## What is required
From the first entry to the last, copy each one exactly.
Start of Supplied information
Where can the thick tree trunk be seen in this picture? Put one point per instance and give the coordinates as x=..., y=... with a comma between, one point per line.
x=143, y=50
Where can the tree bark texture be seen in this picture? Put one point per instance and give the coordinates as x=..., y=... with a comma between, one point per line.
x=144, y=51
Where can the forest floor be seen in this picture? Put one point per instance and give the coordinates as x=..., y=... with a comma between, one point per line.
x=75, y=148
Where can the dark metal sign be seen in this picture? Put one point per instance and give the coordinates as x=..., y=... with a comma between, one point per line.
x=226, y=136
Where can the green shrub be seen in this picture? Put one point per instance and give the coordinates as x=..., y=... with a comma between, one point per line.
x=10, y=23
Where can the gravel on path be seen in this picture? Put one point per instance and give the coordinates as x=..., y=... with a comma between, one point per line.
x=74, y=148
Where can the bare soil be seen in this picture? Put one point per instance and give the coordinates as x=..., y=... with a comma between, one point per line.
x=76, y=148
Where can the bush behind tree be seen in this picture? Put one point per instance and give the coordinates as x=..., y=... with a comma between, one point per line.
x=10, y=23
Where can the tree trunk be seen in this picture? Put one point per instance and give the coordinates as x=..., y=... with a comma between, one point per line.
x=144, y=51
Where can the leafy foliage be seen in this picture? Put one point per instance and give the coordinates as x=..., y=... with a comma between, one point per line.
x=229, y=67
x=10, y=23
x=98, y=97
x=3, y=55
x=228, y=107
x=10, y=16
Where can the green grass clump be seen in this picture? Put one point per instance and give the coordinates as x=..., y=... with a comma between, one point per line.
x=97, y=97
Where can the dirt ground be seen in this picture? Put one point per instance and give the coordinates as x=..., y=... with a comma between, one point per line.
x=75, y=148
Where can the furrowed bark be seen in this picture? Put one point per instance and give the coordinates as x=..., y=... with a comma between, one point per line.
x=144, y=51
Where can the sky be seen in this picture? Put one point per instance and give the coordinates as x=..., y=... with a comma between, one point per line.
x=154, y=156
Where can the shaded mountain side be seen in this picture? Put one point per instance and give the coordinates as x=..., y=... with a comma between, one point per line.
End of Supplied information
## Response to this exercise
Where can the thick tree trunk be seen in this picture? Put one point per instance and give the coordinates as x=..., y=... with a comma between, one point per line.
x=143, y=50
Where can the tree bark texture be seen in this picture? Put one point per instance and give the coordinates as x=..., y=... with a comma between, one point per line.
x=144, y=51
Where can the forest floor be seen in this picture? Put one point per instance and give the coordinates as x=..., y=... with a comma between, one point per line.
x=75, y=148
Where can the dark metal sign be seen in this picture? Put one point per instance and give the coordinates as x=..., y=... with a comma between, one point per line.
x=226, y=136
Where can the green shrub be seen in this picture? Put one point per instance and give the coordinates as x=..., y=... with a comma between, one point per line.
x=10, y=23
Where can the gravel on path be seen in this picture? Put one point per instance and give the coordinates as x=..., y=... with a comma between, one point per line.
x=74, y=148
Where can the bare soil be seen in this picture? Put one point per instance and give the coordinates as x=..., y=... with a comma between, one point per line.
x=76, y=148
Where can the bush behind tree be seen in this picture? Put one point per instance and give the coordinates as x=..., y=... with a comma between, one point per line.
x=10, y=23
Where can the tree trunk be seen in this picture? Put one point per instance and give the coordinates as x=..., y=... with a comma between, one point per line.
x=144, y=51
Where can the leafy foliage be seen in this picture? Put one point per instance and give the coordinates as x=..., y=... with a comma between, one point per line.
x=229, y=67
x=10, y=23
x=98, y=97
x=3, y=55
x=228, y=107
x=10, y=16
Where can the green grass clump be seen in this picture? Put one point per instance and give the coordinates as x=..., y=... with a comma between, one point per line.
x=97, y=97
Where can the dirt ground be seen in this picture? Put one point per instance and give the coordinates as x=..., y=... with a comma between, one point per line.
x=75, y=148
Where can the furrowed bark be seen in this picture? Put one point per instance and give the coordinates as x=..., y=... with a comma between, one point per line.
x=144, y=51
Where can the sky be seen in this picture? Put one point per instance and give the coordinates as x=..., y=... with a comma between, one point per line.
x=154, y=156
Where can the shaded mountain side be seen in this picture? Put one point per instance and give the coordinates as x=..., y=... with a comma between, one point per line.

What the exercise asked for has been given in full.